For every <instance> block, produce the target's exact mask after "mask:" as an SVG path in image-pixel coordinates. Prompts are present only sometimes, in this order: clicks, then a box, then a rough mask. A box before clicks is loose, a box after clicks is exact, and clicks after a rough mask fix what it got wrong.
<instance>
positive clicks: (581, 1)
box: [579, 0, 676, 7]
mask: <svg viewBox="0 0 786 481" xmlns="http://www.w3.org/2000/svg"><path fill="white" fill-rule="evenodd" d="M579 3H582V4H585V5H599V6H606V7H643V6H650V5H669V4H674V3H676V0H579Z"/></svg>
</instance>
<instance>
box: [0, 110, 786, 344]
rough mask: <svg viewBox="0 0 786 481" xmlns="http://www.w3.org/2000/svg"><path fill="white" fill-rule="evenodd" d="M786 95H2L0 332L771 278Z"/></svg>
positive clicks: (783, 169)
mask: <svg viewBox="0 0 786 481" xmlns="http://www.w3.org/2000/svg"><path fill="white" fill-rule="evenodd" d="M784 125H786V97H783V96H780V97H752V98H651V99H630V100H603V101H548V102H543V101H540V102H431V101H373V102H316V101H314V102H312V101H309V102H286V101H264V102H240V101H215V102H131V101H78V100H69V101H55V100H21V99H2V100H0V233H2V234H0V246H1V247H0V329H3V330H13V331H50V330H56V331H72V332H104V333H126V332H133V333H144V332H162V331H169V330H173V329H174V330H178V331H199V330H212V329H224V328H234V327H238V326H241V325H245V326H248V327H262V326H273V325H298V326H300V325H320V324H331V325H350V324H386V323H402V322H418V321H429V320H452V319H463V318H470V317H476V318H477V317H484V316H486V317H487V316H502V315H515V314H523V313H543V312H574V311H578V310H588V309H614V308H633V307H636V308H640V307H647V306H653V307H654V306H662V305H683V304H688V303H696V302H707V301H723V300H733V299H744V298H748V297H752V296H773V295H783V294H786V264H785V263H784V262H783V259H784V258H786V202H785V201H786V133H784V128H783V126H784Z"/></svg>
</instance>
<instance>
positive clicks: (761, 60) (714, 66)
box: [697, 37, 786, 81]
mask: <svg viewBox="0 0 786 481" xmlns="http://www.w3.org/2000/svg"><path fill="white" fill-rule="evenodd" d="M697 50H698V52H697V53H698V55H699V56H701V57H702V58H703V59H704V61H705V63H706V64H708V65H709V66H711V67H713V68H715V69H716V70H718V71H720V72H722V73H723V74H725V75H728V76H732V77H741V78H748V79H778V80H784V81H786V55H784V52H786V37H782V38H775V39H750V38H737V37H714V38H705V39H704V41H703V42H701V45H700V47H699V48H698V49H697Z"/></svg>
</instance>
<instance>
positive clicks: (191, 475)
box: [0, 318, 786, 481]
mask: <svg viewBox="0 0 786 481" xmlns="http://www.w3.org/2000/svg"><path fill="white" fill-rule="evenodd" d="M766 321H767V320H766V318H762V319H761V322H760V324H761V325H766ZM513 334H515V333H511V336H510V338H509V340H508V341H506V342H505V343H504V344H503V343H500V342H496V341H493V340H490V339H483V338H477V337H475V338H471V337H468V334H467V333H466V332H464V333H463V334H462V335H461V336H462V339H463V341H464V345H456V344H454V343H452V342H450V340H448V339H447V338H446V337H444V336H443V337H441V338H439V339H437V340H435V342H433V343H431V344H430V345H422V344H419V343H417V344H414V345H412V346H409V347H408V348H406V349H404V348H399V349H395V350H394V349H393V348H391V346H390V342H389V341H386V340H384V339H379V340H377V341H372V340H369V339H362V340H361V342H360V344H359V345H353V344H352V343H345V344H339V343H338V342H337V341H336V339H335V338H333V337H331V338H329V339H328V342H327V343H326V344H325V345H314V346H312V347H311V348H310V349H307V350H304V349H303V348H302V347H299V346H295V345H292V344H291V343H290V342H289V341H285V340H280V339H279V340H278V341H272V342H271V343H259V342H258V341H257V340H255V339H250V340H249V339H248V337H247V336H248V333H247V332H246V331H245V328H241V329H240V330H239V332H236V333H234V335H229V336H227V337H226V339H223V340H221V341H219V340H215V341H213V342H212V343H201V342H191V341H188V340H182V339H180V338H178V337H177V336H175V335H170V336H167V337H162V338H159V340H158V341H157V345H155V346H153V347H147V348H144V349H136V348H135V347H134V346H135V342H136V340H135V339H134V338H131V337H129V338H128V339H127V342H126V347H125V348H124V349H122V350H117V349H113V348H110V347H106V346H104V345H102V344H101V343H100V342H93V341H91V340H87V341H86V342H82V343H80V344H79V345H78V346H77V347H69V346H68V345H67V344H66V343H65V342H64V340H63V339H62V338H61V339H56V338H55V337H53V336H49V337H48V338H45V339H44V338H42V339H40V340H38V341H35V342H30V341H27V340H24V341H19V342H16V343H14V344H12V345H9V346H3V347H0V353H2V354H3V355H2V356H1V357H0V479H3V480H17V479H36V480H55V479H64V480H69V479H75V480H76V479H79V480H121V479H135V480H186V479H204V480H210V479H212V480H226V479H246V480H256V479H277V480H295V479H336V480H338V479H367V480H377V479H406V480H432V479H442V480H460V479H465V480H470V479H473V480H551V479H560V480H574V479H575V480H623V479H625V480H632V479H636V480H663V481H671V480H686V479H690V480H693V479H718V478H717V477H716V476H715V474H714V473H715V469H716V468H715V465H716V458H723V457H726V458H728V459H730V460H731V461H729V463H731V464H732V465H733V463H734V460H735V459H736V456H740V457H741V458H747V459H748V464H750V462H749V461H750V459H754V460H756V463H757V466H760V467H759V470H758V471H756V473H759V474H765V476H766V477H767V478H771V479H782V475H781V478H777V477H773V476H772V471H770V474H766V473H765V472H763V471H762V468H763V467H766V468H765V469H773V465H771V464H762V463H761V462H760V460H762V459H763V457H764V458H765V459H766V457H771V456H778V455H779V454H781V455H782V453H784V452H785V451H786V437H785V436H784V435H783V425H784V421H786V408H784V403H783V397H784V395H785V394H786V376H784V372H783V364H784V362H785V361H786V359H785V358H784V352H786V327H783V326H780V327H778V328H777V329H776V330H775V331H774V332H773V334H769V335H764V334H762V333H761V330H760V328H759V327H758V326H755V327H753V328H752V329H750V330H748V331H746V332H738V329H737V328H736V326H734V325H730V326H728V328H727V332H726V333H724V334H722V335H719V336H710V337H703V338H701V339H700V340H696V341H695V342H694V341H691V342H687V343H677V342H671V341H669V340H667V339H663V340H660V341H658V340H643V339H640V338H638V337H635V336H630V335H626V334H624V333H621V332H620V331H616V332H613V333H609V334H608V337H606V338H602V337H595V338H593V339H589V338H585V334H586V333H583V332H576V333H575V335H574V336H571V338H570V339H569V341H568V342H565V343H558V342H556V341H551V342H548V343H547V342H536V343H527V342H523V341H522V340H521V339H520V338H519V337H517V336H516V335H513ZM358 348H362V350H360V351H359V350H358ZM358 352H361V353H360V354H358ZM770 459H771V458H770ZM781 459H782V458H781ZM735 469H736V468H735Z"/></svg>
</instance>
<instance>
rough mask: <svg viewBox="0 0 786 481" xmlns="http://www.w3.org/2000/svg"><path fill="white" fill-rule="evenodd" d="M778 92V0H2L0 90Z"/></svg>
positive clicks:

_WORK INSTRUCTIONS_. Pick out and copy every line in the records above that contains the string "positive". Case counts.

_RESULT OF THIS TASK_.
positive clicks: (581, 1)
positive clicks: (783, 169)
positive clicks: (761, 60) (714, 66)
positive clicks: (191, 475)
positive clicks:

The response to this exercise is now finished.